▶ **AIM**: Can you copy every line of the records below verbatim, omitting the pictures?
## Begin PROVIDED INFORMATION
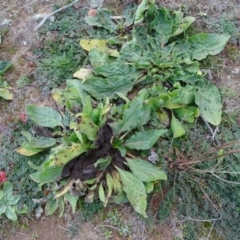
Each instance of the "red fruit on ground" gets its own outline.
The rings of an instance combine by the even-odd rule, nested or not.
[[[7,181],[7,174],[5,172],[0,172],[0,183]]]

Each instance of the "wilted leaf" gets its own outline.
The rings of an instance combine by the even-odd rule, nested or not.
[[[73,196],[70,193],[66,193],[64,195],[64,198],[66,200],[68,200],[68,202],[70,203],[70,205],[72,207],[72,213],[75,214],[76,213],[76,207],[77,207],[77,201],[79,199],[79,196]]]
[[[80,70],[76,71],[73,76],[75,78],[81,79],[85,81],[87,77],[91,74],[92,69],[89,68],[81,68]]]
[[[186,133],[182,123],[177,118],[175,118],[173,114],[172,114],[172,120],[171,120],[171,129],[172,129],[174,138],[181,137]]]
[[[124,145],[128,148],[137,150],[150,149],[156,143],[158,138],[166,132],[166,129],[137,132],[132,135]]]
[[[107,45],[107,41],[105,40],[99,40],[99,39],[82,39],[80,41],[80,45],[83,49],[90,51],[91,49],[98,49],[99,51],[106,53],[109,56],[112,57],[118,57],[119,52],[116,49],[109,48]]]
[[[56,181],[61,176],[62,169],[62,166],[50,166],[48,168],[45,168],[43,171],[32,173],[30,177],[33,181],[39,183],[39,185],[42,186],[44,183]]]
[[[49,199],[45,205],[46,216],[52,215],[58,209],[59,200]]]
[[[54,128],[62,126],[62,116],[50,107],[40,107],[28,104],[25,107],[28,117],[42,127]]]
[[[100,158],[97,160],[97,162],[94,164],[94,167],[99,166],[99,171],[102,171],[107,168],[107,166],[110,164],[111,158]]]
[[[120,173],[123,191],[127,194],[129,202],[136,212],[147,218],[147,194],[143,182],[132,173],[117,169]]]
[[[71,146],[59,145],[51,149],[48,159],[53,160],[55,166],[63,166],[86,151],[87,147],[81,143],[72,143]]]
[[[17,221],[17,215],[15,213],[15,208],[12,206],[7,206],[5,209],[5,214],[8,219],[12,221]]]
[[[127,165],[132,173],[143,182],[167,180],[167,175],[153,164],[138,158],[127,159]]]

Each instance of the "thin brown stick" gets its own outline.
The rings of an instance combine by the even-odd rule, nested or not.
[[[230,152],[227,152],[227,153],[224,153],[224,154],[218,155],[218,156],[214,156],[214,157],[206,158],[206,159],[204,159],[204,160],[196,160],[196,161],[191,161],[191,162],[181,163],[180,165],[181,165],[181,166],[185,166],[185,165],[194,165],[194,164],[197,164],[197,163],[207,162],[207,161],[214,160],[214,159],[217,159],[217,158],[221,158],[221,157],[224,157],[224,156],[227,156],[227,155],[230,155],[230,154],[234,154],[234,153],[240,153],[240,149],[238,149],[238,150],[234,150],[234,151],[230,151]]]
[[[34,31],[37,31],[39,28],[41,28],[43,26],[43,24],[47,21],[47,19],[49,19],[50,17],[52,17],[54,14],[58,13],[58,12],[61,12],[62,10],[68,8],[68,7],[71,7],[72,5],[74,5],[75,3],[77,3],[79,0],[75,0],[74,2],[66,5],[66,6],[63,6],[59,9],[57,9],[56,11],[48,14],[47,16],[45,16],[43,18],[43,20],[33,29]]]

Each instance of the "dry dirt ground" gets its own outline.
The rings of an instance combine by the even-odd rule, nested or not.
[[[30,76],[32,71],[34,71],[34,64],[31,62],[31,50],[38,42],[38,35],[37,32],[33,31],[33,28],[37,25],[33,16],[36,16],[37,14],[46,14],[51,12],[53,2],[54,4],[63,5],[66,4],[67,1],[0,0],[0,30],[3,30],[7,27],[9,31],[2,39],[2,43],[0,45],[0,60],[11,61],[14,64],[14,67],[6,75],[7,81],[10,85],[13,86],[14,100],[11,102],[0,101],[1,124],[11,122],[13,120],[12,113],[14,113],[14,116],[20,115],[26,103],[45,101],[46,104],[51,104],[50,98],[41,99],[41,97],[39,97],[39,92],[34,87],[34,84],[30,84],[27,88],[24,88],[24,90],[14,88],[14,86],[19,76]],[[174,9],[185,6],[186,11],[188,11],[189,13],[191,13],[192,16],[197,18],[197,24],[198,22],[201,22],[200,13],[211,14],[213,16],[215,14],[215,16],[219,16],[224,11],[230,11],[229,14],[232,14],[233,16],[240,16],[240,3],[237,0],[162,0],[158,1],[158,3]],[[116,1],[109,0],[105,4],[115,7]],[[6,21],[9,22],[8,24],[4,24],[4,21],[5,23]],[[199,25],[199,28],[201,28],[201,25]],[[212,78],[211,80],[213,80],[223,92],[223,100],[227,112],[239,113],[239,45],[229,44],[227,46],[227,49],[224,50],[224,52],[219,56],[219,58],[221,59],[221,64],[219,64],[219,74],[212,75],[210,72],[209,77]],[[153,210],[156,207],[154,206],[154,204],[156,204],[158,207],[158,205],[161,203],[161,198],[159,196],[155,196],[155,198],[156,203],[152,203]],[[105,211],[108,210],[109,209],[106,209]],[[172,216],[169,221],[167,221],[166,224],[163,226],[159,225],[157,222],[154,222],[154,219],[154,224],[149,226],[149,224],[146,224],[142,220],[138,219],[138,217],[132,212],[132,209],[128,206],[120,208],[119,212],[122,214],[123,218],[126,221],[130,222],[132,225],[132,235],[131,238],[128,239],[172,240],[175,239],[176,236],[179,237],[178,239],[183,239],[174,216]],[[4,238],[0,236],[0,239],[65,240],[68,239],[67,229],[69,227],[69,224],[71,224],[72,218],[73,216],[60,219],[57,215],[51,217],[42,217],[39,220],[35,219],[34,217],[27,219],[23,218],[21,221],[24,224],[20,224],[19,227],[9,228],[8,236]],[[98,216],[96,216],[91,222],[81,222],[81,226],[78,229],[79,234],[74,239],[106,239],[106,237],[103,236],[103,231],[101,230],[101,225],[104,224],[105,223],[98,221]],[[114,234],[112,239],[117,240],[125,238]]]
## End PROVIDED INFORMATION
▶ **ANSWER TO THIS PROBLEM**:
Each instance of the "red fruit on ground" gets its own outline.
The rings of an instance combine by the even-odd rule, nested or not.
[[[7,181],[7,174],[5,172],[0,172],[0,183]]]

Each instance of the "wilted leaf" gets its own outline.
The rings of an instance combine by the even-odd rule, nested or not.
[[[73,196],[70,193],[66,193],[64,195],[64,198],[66,200],[68,200],[68,202],[70,203],[70,205],[72,207],[72,213],[75,214],[76,213],[76,207],[77,207],[77,201],[79,199],[79,196]]]
[[[80,70],[76,71],[73,76],[75,78],[81,79],[85,81],[87,77],[91,74],[92,69],[89,68],[81,68]]]
[[[186,133],[182,123],[177,118],[175,118],[173,114],[172,114],[172,120],[171,120],[171,129],[172,129],[174,138],[181,137]]]
[[[124,145],[128,148],[137,150],[150,149],[156,143],[158,138],[166,132],[166,129],[137,132],[132,135]]]
[[[107,45],[107,41],[105,40],[99,40],[99,39],[82,39],[80,41],[80,45],[83,49],[90,51],[91,49],[98,49],[99,51],[106,53],[109,56],[112,57],[118,57],[119,52],[116,49],[109,48]]]
[[[56,181],[61,176],[62,169],[62,166],[50,166],[48,168],[45,168],[43,171],[32,173],[30,177],[33,181],[39,183],[39,185],[42,186],[44,183]]]
[[[49,199],[45,205],[46,216],[52,215],[58,209],[59,200]]]
[[[54,128],[62,126],[62,116],[50,107],[40,107],[28,104],[25,107],[28,117],[42,127]]]
[[[100,158],[97,160],[97,162],[94,164],[94,167],[99,166],[99,171],[102,171],[107,168],[107,166],[110,164],[111,158]]]
[[[120,173],[123,191],[127,194],[129,202],[136,212],[147,218],[147,194],[143,182],[132,173],[117,169]]]
[[[71,146],[59,145],[51,149],[48,159],[53,160],[55,166],[63,166],[86,151],[87,147],[81,143],[72,143]]]
[[[17,221],[17,215],[15,213],[15,208],[12,206],[7,206],[5,209],[5,214],[8,219],[12,221]]]
[[[127,165],[132,173],[143,182],[167,180],[167,175],[153,164],[138,158],[127,159]]]

Each instance of the "thin brown stick" gets its own outline.
The rings of an instance combine by the even-odd rule, nested or not.
[[[230,152],[227,152],[227,153],[224,153],[224,154],[218,155],[218,156],[214,156],[214,157],[206,158],[206,159],[204,159],[204,160],[196,160],[196,161],[191,161],[191,162],[181,163],[180,165],[181,165],[181,166],[185,166],[185,165],[194,165],[194,164],[197,164],[197,163],[207,162],[207,161],[214,160],[214,159],[217,159],[217,158],[221,158],[221,157],[224,157],[224,156],[227,156],[227,155],[230,155],[230,154],[234,154],[234,153],[240,153],[240,149],[238,149],[238,150],[234,150],[234,151],[230,151]]]
[[[34,31],[37,31],[39,28],[41,28],[43,26],[43,24],[47,21],[47,19],[49,19],[50,17],[52,17],[54,14],[58,13],[58,12],[61,12],[62,10],[68,8],[68,7],[71,7],[72,5],[74,5],[75,3],[77,3],[79,0],[75,0],[74,2],[66,5],[66,6],[63,6],[59,9],[57,9],[56,11],[48,14],[47,16],[45,16],[43,18],[43,20],[33,29]]]

Each instance of the "dry dirt ground" gets its own outline.
The rings of an instance combine by the even-odd rule, nested or not.
[[[30,76],[32,71],[34,71],[34,64],[31,62],[31,50],[38,42],[38,35],[37,32],[33,31],[33,28],[37,25],[33,16],[36,16],[37,14],[46,14],[51,12],[53,2],[54,4],[63,5],[66,4],[67,1],[0,0],[0,30],[3,30],[7,27],[9,31],[2,39],[2,43],[0,45],[0,60],[11,61],[14,64],[14,67],[6,75],[7,81],[10,85],[13,86],[14,100],[11,102],[0,101],[1,124],[11,122],[13,120],[12,113],[14,113],[14,116],[20,115],[26,103],[45,101],[46,104],[51,104],[50,98],[41,99],[41,97],[39,97],[39,92],[34,87],[34,84],[30,84],[27,88],[24,88],[24,90],[14,88],[14,86],[19,76]],[[174,9],[185,6],[186,11],[188,11],[189,13],[191,13],[192,16],[197,18],[197,24],[198,22],[201,22],[200,13],[211,14],[213,16],[215,14],[215,16],[219,16],[224,11],[230,11],[229,14],[232,14],[233,16],[240,16],[240,3],[237,0],[162,0],[158,1],[158,3]],[[116,1],[109,0],[105,4],[115,7]],[[6,21],[9,22],[8,24],[4,24],[4,21],[5,23]],[[199,25],[199,28],[201,28],[201,25]],[[212,78],[211,80],[213,80],[223,92],[223,100],[227,112],[239,113],[239,45],[229,44],[227,46],[227,49],[224,50],[224,52],[219,56],[219,58],[221,59],[221,64],[219,64],[219,74],[212,75],[210,72],[209,77]],[[153,210],[156,207],[154,206],[154,204],[156,204],[158,207],[158,205],[161,203],[161,198],[159,196],[155,196],[155,198],[156,203],[152,203]],[[105,211],[108,210],[109,209],[106,209]],[[172,216],[169,221],[167,221],[166,224],[163,226],[159,225],[157,222],[154,222],[154,219],[154,224],[149,226],[149,224],[146,224],[142,220],[138,219],[138,217],[132,212],[132,209],[128,206],[120,208],[119,212],[122,214],[123,218],[126,221],[130,222],[132,225],[132,235],[131,238],[128,239],[172,240],[175,239],[176,236],[179,237],[178,239],[183,239],[174,216]],[[4,238],[0,236],[0,239],[65,240],[68,239],[67,229],[69,227],[69,224],[71,224],[72,218],[73,216],[60,219],[57,215],[51,217],[42,217],[39,220],[35,219],[34,217],[27,219],[23,218],[21,221],[24,224],[20,224],[19,227],[9,228],[8,236]],[[98,216],[96,216],[91,222],[81,222],[81,226],[78,229],[79,234],[74,239],[106,239],[106,237],[103,236],[103,231],[101,230],[101,225],[104,224],[105,223],[98,221]],[[114,234],[112,239],[117,240],[125,238]]]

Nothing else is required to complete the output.